DOCUMENT EXTRACT:
Infant School

Aiming High, Achieving Together




The National Curriculum aims for Key Stage 1 are

  • know and understand the history of these islands as a coherent, chronological narrative, from the earliest times to the present day: how people’s lives have shaped this nation and how Britain has influenced and been influenced by the wider world
  • understand historical concepts such as continuity and change, cause and consequence, similarity, difference and significance, and use them to make connections, draw contrasts, analyse trends, frame historically-valid questions and create their own structured accounts, including written narratives and analysis
  • understand the methods of historical enquiry, including how evidence is used rigorously to make historical claims, and discern how and why contrasting arguments and interpretations of the past have been constructed in History
  • gain historical perspective by placing their growing knowledge into different contexts, understanding the connections between local, regional, national and international history; between cultural, economic, military, political, religious and social history; and between short- and long-term timescales. 


We teach the National Curriculum but also use History to help the children better understand the society and culture in which they live. To help them understand how we have developed and made decisions over time which have helped shaped Popley, Great Britain and the world we live in today.

The children’s understanding of History is supported with cross curricular links through literacy, Art and Geography. The children are taught to be Historians; to use these skills in partnership with our British and Merton Values to question and draw contrasts on our history. The children are trained to understand that history is not just the recalling of key facts and dates but to understand how to make decisions and conclusions on the evidence or resources that is put to them.


Through looking at our History and key significant individuals we want all of our children to aspire to be explorers, scientists, nurses, doctors, writers and much more that potentially the future children of Merton could also be learning about them.

ACTIVITY LIST:
a - According to the infant school history page, which subjects provide cross curricular links that support the children's understanding of History?
b - Resume the infant school history page, picking up after its final sentence.

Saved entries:
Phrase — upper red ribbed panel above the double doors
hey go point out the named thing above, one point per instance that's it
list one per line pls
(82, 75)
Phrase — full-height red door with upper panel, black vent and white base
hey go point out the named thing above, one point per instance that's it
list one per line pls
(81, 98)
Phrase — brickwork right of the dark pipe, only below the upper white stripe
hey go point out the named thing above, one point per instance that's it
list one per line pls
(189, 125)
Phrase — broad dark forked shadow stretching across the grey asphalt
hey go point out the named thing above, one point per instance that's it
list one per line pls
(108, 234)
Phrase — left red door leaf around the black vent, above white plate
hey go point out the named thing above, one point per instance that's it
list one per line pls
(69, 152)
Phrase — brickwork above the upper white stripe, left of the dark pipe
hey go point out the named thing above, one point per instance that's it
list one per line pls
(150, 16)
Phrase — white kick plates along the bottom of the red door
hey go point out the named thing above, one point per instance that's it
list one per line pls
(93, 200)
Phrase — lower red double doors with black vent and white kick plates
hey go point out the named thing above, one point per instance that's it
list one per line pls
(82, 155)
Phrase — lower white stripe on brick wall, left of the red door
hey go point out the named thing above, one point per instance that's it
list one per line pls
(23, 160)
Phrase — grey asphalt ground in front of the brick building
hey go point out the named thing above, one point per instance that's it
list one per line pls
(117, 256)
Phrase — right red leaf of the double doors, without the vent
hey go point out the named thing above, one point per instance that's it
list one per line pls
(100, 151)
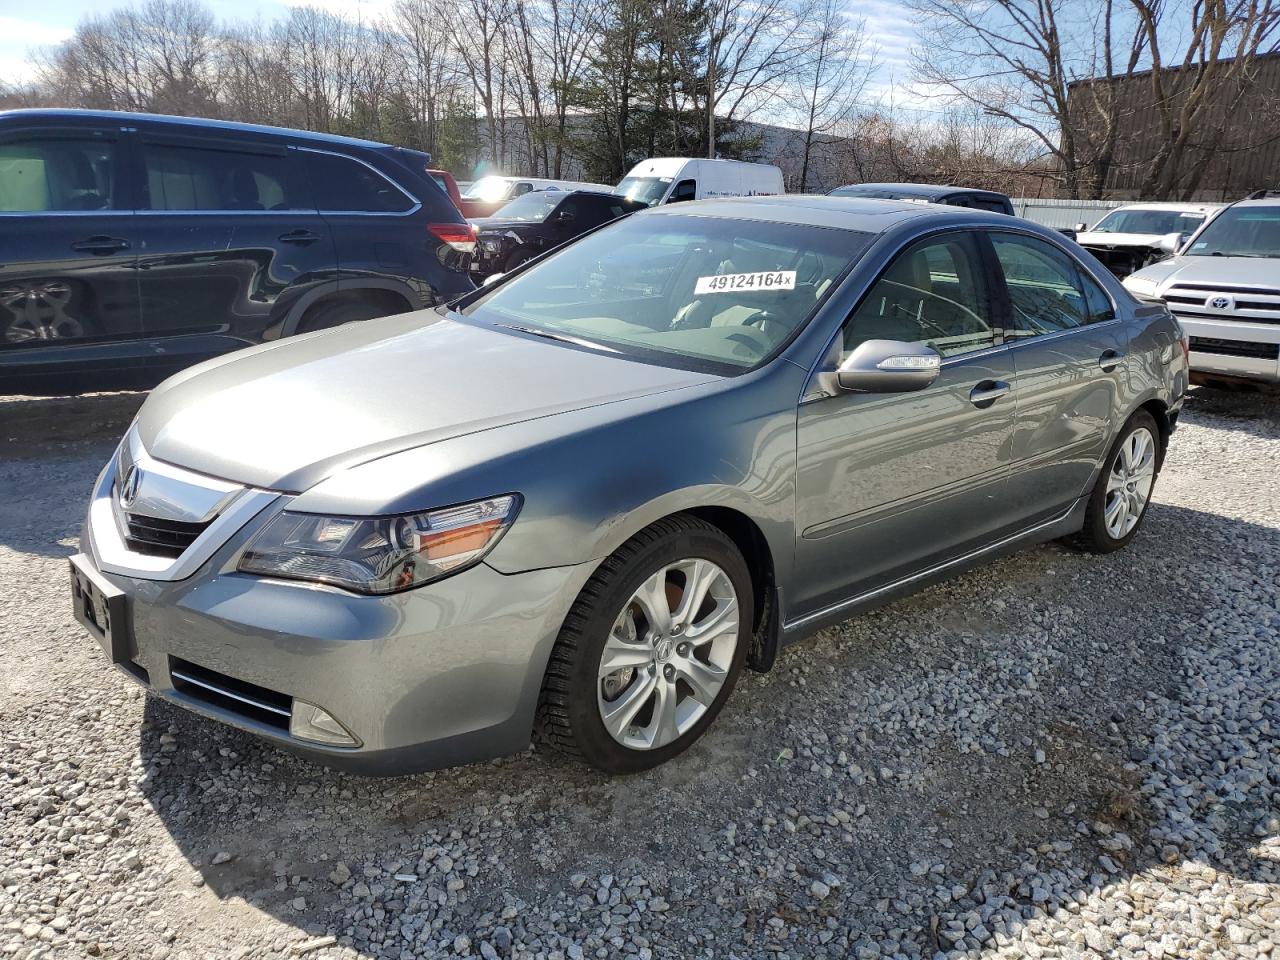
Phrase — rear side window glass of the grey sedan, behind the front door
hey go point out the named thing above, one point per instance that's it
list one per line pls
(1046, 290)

TASK ANSWERS:
a - Literacy, Art and Geography.

b -
History is taught using a key time period to help build the children’s key historical knowledge. Each topic through the school is carefully picked to give opportunities for the children to use and build on key history related skills. These are;


  • changes within living memory. Where appropriate, these should be used to reveal aspects of change in national life
  • events beyond living memory that are significant nationally or globally [for example, the Great Fire of London, the first aeroplane flight or events commemorated through festivals or anniversaries]
  • the lives of significant individuals in the past who have contributed to national and international achievements. Some should be used to compare aspects of life in different periods [for example, Elizabeth I and Queen Victoria, Christopher Columbus and Neil Armstrong, William Caxton and Tim Berners-Lee, Pieter Bruegel the Elder and LS Lowry, Rosa Parks and Emily Davison, Mary Seacole and/or Florence Nightingale and Edith Cavell]
  •  significant historical events, people and places in their own locality.


In EYFS children have opportunities to contrast and compare old and new, past and present through the use of History related continuous provision. Children can look at old and new technologies, stories and pictures throughout their topics. Through looking at their own traditions and how toys can change over time the children are able to bring in their own experiences to understand how our own history is constantly changing. 

In Key Stage One we use the Cycle of Enquiry throughout the topic to develop and plan the understanding of history. This Cycle of Enquiry starts with a key question which is reflected on throughout the topic for the children to follow their own learning journey. Children are encouraged to draw or write on the Cycle of Enquiry to evaluate their own learning at the end of the topic.


Each year group uses a hook to engage and motivate the children’s learning. This can be a school trip or a History box provided by HIAS (Hampshire Inspection and Advisory Service) to excite and engage learning. History boxes contain artefacts which the children can explore to better understand the time period. Children are encouraged to compare and contrast the artefacts to modern day equivalents, to talk about how they were used then and why we may not use them now.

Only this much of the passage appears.